(Task prompt): Find the string "flower" in the records. Copy every line it appears in.
#### Records provided
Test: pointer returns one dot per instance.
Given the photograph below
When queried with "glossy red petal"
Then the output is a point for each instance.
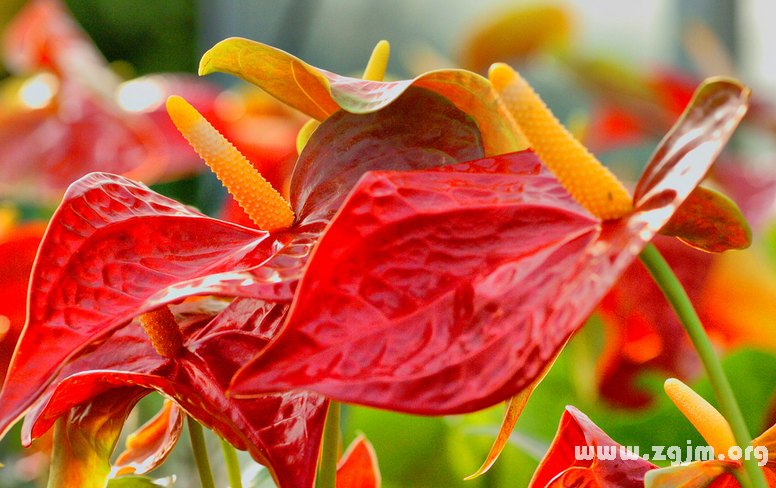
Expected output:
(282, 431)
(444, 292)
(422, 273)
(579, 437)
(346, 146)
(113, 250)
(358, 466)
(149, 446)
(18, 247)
########
#### Records provided
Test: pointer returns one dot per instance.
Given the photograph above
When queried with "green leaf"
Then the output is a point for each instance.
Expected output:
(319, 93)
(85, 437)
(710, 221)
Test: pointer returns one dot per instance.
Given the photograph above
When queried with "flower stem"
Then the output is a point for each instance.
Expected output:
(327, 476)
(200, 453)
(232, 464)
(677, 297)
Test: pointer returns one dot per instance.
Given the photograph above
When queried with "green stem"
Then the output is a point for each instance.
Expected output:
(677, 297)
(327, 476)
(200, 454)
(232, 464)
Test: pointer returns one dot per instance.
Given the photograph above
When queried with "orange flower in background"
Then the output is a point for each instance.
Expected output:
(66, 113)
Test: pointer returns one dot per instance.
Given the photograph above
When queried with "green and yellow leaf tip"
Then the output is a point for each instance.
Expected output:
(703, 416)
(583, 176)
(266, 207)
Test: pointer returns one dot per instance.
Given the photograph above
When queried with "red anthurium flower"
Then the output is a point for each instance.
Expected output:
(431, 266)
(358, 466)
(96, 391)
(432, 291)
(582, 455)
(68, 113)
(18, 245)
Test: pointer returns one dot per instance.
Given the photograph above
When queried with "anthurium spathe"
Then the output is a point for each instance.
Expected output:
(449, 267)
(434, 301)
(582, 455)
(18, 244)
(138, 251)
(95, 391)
########
#### Records provided
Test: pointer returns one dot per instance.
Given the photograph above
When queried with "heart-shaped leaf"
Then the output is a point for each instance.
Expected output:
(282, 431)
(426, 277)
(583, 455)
########
(Response below):
When queried with "flower stem"
When queried with "orange flower in background"
When queried with "red anthurium flower"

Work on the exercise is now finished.